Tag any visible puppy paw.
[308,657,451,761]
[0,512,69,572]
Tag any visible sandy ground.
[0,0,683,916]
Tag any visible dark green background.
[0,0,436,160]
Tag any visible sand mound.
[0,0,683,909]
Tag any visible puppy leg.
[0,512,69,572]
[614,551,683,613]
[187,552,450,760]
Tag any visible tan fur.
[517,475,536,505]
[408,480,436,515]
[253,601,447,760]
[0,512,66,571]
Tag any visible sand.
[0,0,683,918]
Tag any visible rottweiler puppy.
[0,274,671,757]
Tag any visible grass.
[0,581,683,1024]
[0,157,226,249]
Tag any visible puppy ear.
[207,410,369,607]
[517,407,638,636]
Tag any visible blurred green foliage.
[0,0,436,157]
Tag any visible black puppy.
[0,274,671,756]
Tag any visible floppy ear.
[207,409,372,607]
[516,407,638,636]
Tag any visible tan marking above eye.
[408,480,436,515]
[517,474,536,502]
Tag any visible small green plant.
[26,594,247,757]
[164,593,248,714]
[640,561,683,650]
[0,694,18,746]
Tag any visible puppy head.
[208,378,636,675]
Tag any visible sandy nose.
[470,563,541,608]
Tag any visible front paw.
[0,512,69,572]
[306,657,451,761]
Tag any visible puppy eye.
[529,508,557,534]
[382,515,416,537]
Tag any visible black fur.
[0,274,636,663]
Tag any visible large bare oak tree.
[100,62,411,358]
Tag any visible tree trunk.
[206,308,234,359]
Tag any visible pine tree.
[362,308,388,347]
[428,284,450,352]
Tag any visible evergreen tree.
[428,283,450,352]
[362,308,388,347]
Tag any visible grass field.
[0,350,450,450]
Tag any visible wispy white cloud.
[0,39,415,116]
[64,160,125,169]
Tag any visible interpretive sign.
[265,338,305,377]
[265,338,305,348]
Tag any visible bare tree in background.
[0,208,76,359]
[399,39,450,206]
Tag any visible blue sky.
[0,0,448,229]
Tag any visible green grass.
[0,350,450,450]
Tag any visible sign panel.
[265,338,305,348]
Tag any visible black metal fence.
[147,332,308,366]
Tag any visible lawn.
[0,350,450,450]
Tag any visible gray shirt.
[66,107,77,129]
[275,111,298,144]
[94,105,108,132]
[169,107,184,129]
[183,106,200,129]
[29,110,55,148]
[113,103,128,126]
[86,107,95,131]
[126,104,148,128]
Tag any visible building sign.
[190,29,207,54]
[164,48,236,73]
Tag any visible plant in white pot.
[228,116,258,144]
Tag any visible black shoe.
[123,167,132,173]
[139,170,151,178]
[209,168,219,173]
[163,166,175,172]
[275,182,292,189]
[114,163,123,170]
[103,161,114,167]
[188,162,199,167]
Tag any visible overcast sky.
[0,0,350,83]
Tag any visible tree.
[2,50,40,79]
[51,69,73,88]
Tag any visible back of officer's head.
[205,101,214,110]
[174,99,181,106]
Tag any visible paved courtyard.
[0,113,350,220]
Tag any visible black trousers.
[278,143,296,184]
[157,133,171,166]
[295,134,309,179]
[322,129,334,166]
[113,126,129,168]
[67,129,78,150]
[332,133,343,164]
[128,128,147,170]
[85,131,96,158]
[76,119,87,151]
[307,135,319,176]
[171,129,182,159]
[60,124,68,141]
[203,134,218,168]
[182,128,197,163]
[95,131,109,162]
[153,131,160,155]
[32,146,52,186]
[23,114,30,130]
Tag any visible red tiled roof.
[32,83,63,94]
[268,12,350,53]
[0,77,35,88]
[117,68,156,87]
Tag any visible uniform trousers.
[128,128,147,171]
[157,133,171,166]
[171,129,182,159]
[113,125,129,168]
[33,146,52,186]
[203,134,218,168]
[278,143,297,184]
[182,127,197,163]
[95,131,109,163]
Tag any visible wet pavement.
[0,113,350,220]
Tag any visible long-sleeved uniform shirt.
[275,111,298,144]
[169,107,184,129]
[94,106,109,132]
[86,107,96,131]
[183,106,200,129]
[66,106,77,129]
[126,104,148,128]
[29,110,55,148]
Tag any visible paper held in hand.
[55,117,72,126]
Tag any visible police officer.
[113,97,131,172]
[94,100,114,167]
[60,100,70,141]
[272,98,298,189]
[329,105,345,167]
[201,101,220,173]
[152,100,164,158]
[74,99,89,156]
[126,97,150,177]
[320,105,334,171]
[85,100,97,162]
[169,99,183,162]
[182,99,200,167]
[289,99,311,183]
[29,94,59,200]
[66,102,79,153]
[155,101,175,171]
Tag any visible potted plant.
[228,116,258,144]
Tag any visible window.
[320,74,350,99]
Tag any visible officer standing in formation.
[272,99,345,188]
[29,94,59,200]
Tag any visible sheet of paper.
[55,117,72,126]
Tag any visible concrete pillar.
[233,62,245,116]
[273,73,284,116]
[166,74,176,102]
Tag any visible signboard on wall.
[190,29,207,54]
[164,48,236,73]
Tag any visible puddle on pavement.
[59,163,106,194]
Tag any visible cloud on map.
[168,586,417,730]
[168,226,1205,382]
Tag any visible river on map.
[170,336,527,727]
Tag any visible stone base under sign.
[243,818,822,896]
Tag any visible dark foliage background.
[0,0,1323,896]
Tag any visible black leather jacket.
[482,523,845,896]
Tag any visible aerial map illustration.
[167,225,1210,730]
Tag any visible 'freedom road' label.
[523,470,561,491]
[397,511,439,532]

*****

### Given task
Please copy out the lines from the one containing "Tag any visible potted plant." through the one containing "[0,0,1323,896]", unchanged.

### Final result
Tag any visible potted plant.
[228,116,258,144]
Tag any visible window.
[320,74,350,99]
Tag any visible officer standing in formation.
[272,99,345,188]
[29,94,59,200]
Tag any visible sheet of paper.
[55,117,72,126]
Tag any visible concrete pillar.
[233,62,245,116]
[273,73,284,116]
[166,74,176,102]
Tag any visible signboard on wall.
[190,29,207,54]
[164,48,236,73]
Tag any visible puddle on pavement.
[59,163,106,194]
Tag any visible cloud on map.
[168,586,417,730]
[168,226,1205,382]
Tag any visible river on map.
[170,336,527,727]
Tag any visible stone base under sign.
[243,818,822,896]
Tag any visible dark foliage background.
[0,0,1323,896]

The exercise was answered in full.